→ 简短练习 A
请从下面的记录中收集所有含有字符串“potted”的行，并逐字抄出。

→ 阅读材料
------------------------------------------------------------------------
我想进行Python的时间加减运算

import time
import datetime
t=input()
t=time.strptime(t,'%H:%M:%S')
H,M,S=t[3:6]
seconds=eval(input())
seconds=seconds%(24*3600)
hour=seconds//3600
seconds%=3600
minutes=seconds//60
seconds%=60
t1=datetime.timedelta(hours=H+hour,minutes=M+minutes,seconds=seconds+S)
print(t1)
这个是我写的代码   

运行结果如下

我想删除前面的1 days怎么办啊

是想删除前面的days, 数还需要添加到后面的时分秒吗?

试下这个:

import time
import datetime
t=input()
t=time.strptime(t,'%H:%M:%S')
H,M,S=t[3:6]
seconds=eval(input())
seconds=seconds%(24*3600)
hour=seconds//3600
seconds%=3600
minutes=seconds//60
seconds%=60
t1=datetime.timedelta(hours=H+hour,minutes=M+minutes,seconds=seconds+S)
print(t1)

from datetime import timedelta
def format_timedelta(td):
    minutes, seconds = divmod(td.seconds + td.days * 86400, 60)
    hours, minutes = divmod(minutes, 60)
    return '{:d}:{:02d}:{:02d}'.format(hours, minutes, seconds)
str_t1 = str(t1)
format_timedelta(timedelta(days=int(str_t1.split(' ')[0]), 
                           hours=int(str_t1.split(' ')[2].split(':')[0]), 
                           minutes=int(str_t1.split(':')[1]), 
                           seconds=int(str_t1.split(':')[2])))

要删除前面日期的话，就再用一次timedelta函数去减。

import time
import datetime
t = input()
t = time.strptime(t, '%H:%M:%S')
H, M, S = t[3:6]
seconds = eval(input())
seconds = seconds % (24*3600)
hour = seconds//3600
seconds %= 3600
minutes = seconds//60
seconds %= 60
t1 = datetime.timedelta(hours=H+hour, minutes=M+minutes, seconds=seconds+S)
days=t1.days
t1=t1-datetime.timedelta(days=days)
print(t1)
------------------------------------------------------------------------
→ 记录行

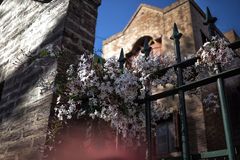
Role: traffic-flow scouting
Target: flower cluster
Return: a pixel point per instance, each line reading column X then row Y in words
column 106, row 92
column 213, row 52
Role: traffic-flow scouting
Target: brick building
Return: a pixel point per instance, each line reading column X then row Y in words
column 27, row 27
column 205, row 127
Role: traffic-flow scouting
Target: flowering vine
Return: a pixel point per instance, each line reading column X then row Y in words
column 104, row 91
------------------------------------------------------------------------
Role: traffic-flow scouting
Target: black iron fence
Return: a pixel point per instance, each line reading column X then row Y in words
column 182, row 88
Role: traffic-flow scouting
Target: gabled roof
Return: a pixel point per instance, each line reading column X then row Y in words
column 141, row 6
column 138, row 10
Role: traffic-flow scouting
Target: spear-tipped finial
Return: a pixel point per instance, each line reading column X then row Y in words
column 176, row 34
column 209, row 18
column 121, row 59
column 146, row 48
------------------------------------------------------------------------
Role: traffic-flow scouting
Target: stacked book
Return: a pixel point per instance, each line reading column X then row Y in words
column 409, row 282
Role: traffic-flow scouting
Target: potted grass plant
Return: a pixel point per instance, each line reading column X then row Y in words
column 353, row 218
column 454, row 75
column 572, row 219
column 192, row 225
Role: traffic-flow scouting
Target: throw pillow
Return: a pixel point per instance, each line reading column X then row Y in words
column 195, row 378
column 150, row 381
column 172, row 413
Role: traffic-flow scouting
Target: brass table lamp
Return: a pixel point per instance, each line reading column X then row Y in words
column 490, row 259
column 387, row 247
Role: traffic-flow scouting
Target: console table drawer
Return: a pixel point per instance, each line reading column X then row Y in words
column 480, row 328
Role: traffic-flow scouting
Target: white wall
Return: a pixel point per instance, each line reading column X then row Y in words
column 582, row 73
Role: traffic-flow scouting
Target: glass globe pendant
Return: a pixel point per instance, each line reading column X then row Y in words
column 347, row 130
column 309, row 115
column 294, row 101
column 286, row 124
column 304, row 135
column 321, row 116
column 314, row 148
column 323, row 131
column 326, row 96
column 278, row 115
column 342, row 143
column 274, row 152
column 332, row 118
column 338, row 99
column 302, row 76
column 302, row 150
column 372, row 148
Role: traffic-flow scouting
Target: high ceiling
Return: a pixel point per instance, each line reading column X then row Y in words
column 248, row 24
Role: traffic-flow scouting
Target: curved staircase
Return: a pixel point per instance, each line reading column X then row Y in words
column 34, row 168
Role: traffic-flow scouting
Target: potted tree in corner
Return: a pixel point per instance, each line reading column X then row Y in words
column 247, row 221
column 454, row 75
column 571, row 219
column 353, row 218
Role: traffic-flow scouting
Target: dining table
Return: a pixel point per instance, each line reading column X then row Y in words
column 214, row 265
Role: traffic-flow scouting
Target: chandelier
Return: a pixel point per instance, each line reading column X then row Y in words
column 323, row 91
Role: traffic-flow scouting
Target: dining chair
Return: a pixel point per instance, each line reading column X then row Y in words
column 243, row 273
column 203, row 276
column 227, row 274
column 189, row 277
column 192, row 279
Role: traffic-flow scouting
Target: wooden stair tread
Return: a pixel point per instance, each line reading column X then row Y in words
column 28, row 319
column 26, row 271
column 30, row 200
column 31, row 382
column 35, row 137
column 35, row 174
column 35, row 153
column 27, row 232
------------------------------------------------------------------------
→ 简短练习 B
上面的阅读材料中，有一条回复提出了删除前面日期的办法。这个办法是什么？

→ 完整回答 A
Target: potted grass plant
Target: potted tree in corner

→ 完整回答 B
再用一次timedelta函数去减。